DOCUMENT TEXT:
It is easier to do the calculations using eV (electron-volt) units. The electron mass in eV units is mc² = 511,000 eV. The kinetic energy is
$$KE=\frac{1}{2}mv^2=\frac{1}{2}\beta^2mc^2$$
where v=βc and c = 3 x 10⁸ meters per second. So
$$\beta=\sqrt{\frac{2\cdot KE}{mc^2}}$$
So β = 0.03427, 0.04846, 0.05935, etc. for n=1, 2, 3, etc. and KE =n·300 eV.

When the electron is inside a drift tube, it is completely shielded from the applied voltage. You have to use an ac voltage and a drift tube so that when the applied voltage is the wrong polarity, the drift tube shields the electron, and the electron only "sees" the correct polarity voltage.

[added] If you use an ac frequency of f = 100 MHz, the drift tube lengths are $L=\frac{\beta c}{2f}=$ 0.05141, 0.07269, .08903 meters etc.

 

[jsmith613]

It is easier to do the calculations using eV (electron-volt) units. The electron mass in eV units is mc² = 511,000 eV. The kinetic energy is
$$KE=\frac{1}{2}mv^2=\frac{1}{2}\beta^2mc^2$$
where v=βc and c = 3 x 10⁸ meters per second. So
$$\beta=\sqrt{\frac{2\cdot KE}{mc^2}}$$
So β = 0.03427, 0.04846, 0.05935, etc. for n=1, 2, 3, etc. and KE =n·300 eV.

When the electron is inside a drift tube, it is completely shielded from the applied voltage. You have to use an ac voltage and a drift tube so that when the applied voltage is the wrong polarity, the drift tube shields the electron, and the electron only "sees" the correct polarity voltage.

[added] If you use an ac frequency of f = 100 MHz, the drift tube lengths are $L=\frac{\beta c}{2f}=$ 0.05141, 0.07269, .08903 meters etc.

OK so a good way to see it is as follows:

tube 1 --> tube 2 - KE doubles
tube 2 --> tube 3 - KE * 1.5

so
Tube 1 = L
tube 2 = L*sqrt(2) = L-new
tube 3 = L-new * sqrt(1.5)

but this has answered by question so thanks a lot :)

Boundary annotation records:
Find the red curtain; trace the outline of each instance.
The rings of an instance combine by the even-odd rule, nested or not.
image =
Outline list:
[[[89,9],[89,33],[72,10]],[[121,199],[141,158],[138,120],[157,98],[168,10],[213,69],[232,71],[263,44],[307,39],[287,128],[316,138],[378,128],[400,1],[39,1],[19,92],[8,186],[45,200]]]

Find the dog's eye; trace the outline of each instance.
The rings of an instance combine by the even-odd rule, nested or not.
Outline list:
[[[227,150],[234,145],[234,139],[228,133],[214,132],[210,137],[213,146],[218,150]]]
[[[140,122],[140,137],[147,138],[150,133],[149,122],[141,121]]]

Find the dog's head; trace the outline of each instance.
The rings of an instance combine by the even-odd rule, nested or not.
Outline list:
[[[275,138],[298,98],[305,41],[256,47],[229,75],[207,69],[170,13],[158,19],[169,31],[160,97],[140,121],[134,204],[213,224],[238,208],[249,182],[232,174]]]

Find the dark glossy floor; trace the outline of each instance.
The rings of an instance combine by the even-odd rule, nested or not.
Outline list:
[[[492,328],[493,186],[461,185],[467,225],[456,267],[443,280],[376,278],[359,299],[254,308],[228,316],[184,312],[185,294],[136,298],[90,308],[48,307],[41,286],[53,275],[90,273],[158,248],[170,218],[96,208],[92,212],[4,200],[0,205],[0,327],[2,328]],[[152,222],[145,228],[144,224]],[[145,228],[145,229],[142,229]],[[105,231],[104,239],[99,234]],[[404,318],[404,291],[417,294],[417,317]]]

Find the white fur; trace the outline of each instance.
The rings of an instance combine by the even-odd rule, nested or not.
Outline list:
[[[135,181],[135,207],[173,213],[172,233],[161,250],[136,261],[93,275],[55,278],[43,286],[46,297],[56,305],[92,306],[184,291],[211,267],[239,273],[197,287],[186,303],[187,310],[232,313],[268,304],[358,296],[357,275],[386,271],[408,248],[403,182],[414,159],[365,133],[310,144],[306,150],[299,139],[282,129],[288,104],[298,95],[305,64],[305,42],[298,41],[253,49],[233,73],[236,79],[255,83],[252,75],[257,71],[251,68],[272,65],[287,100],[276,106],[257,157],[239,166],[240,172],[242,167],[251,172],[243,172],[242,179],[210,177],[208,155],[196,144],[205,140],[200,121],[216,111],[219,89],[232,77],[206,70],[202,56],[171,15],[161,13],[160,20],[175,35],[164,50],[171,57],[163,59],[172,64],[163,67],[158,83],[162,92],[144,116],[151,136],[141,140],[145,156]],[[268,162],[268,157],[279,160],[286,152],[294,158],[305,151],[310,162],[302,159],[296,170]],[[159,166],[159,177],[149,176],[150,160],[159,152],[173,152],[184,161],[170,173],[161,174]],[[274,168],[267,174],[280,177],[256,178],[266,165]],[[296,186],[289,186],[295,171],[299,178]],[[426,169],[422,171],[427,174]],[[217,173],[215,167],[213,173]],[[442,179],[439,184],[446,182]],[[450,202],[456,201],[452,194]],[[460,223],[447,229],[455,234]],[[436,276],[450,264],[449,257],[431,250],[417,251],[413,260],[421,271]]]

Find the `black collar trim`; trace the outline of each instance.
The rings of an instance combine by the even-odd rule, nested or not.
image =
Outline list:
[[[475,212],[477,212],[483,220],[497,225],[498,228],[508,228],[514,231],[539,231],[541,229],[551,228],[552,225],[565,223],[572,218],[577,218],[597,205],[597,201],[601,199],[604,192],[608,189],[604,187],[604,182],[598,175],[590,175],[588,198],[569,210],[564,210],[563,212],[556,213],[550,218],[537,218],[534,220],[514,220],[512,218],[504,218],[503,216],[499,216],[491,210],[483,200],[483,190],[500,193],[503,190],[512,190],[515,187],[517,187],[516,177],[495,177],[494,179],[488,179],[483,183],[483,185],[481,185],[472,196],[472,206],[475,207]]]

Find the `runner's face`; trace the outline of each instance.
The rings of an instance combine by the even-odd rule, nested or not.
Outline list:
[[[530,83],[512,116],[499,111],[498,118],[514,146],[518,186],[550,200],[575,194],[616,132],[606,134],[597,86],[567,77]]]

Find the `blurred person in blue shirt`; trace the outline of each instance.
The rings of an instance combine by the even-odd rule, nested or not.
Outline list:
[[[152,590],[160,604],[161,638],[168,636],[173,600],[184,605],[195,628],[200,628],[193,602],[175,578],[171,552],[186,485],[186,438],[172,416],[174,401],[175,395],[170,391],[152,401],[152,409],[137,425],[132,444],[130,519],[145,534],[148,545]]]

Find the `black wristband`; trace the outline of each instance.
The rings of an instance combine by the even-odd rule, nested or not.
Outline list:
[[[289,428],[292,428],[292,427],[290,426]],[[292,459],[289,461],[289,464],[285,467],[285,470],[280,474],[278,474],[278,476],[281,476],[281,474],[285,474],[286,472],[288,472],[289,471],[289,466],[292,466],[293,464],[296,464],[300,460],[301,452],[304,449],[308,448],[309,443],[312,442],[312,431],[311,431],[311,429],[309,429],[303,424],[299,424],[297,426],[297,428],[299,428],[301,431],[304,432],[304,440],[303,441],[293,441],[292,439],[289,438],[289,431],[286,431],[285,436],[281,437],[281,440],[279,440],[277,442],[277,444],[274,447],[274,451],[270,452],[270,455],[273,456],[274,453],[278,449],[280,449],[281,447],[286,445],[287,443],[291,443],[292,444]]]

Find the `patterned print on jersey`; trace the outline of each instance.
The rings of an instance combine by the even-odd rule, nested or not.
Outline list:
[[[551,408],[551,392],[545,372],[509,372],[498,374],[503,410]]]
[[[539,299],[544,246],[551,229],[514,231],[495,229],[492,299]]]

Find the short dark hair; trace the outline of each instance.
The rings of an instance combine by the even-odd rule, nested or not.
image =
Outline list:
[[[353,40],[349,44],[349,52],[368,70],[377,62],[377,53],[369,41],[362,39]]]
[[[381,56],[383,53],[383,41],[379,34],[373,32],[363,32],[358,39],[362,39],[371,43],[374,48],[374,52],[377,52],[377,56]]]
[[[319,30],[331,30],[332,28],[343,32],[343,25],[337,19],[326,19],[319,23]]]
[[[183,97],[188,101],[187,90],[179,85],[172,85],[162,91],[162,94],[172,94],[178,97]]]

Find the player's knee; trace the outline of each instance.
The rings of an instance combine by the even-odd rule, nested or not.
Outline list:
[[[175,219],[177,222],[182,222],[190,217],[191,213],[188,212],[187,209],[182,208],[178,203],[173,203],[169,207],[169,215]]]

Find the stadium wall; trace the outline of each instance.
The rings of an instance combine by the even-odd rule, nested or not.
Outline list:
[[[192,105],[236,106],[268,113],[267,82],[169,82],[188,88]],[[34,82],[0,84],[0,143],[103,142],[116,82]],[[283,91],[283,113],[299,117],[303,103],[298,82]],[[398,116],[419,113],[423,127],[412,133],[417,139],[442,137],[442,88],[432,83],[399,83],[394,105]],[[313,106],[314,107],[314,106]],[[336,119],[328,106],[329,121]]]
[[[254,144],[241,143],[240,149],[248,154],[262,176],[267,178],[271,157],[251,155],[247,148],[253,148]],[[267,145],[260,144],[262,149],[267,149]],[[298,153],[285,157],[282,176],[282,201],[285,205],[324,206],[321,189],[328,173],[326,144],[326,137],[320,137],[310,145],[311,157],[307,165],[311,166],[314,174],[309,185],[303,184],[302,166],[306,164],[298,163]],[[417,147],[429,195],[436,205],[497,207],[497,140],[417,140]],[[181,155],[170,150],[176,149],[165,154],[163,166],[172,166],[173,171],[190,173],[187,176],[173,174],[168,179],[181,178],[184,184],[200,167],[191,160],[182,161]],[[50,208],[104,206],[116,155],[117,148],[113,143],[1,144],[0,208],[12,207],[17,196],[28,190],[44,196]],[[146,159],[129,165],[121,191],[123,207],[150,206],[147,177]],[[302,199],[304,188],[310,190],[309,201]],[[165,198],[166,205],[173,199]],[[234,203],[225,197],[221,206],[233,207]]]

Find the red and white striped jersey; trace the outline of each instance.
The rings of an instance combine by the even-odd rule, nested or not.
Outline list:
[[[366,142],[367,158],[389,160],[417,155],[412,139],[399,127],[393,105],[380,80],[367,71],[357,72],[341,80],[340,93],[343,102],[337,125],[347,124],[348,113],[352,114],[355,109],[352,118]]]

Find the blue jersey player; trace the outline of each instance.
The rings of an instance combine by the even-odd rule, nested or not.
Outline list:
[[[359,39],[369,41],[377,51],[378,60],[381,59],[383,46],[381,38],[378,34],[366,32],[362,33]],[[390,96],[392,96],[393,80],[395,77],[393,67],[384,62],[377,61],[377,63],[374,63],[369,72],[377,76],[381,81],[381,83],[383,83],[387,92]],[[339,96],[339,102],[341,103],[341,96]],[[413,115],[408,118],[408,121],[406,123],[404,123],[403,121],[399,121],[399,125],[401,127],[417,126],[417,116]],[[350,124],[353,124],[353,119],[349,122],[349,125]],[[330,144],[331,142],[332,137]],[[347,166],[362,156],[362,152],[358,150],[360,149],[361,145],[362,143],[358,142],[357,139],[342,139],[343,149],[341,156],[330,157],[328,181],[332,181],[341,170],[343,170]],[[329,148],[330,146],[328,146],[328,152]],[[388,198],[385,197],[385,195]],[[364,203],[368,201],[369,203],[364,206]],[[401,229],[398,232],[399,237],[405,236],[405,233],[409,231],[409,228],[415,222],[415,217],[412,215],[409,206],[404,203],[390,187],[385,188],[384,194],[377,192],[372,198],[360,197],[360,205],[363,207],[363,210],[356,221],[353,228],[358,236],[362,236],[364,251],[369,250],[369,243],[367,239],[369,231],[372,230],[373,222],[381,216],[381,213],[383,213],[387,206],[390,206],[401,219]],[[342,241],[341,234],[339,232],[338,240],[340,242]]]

TASKS TO PERFORM:
(a) In the drift tube text, what is the electron mass in eV units?
(b) Rewrite the passage of the drift tube text that begins at the words "tube 1 --> tube" and stops after "thanks a lot :)", swapping "doubles" for "triples".

THE SOLUTIONS:
(a) The electron mass is mc² = 511,000 eV.

(b)
tube 1 --> tube 2 - KE triples
tube 2 --> tube 3 - KE * 1.5

so
Tube 1 = L
tube 2 = L*sqrt(2) = L-new
tube 3 = L-new * sqrt(1.5)

but this has answered by question so thanks a lot :)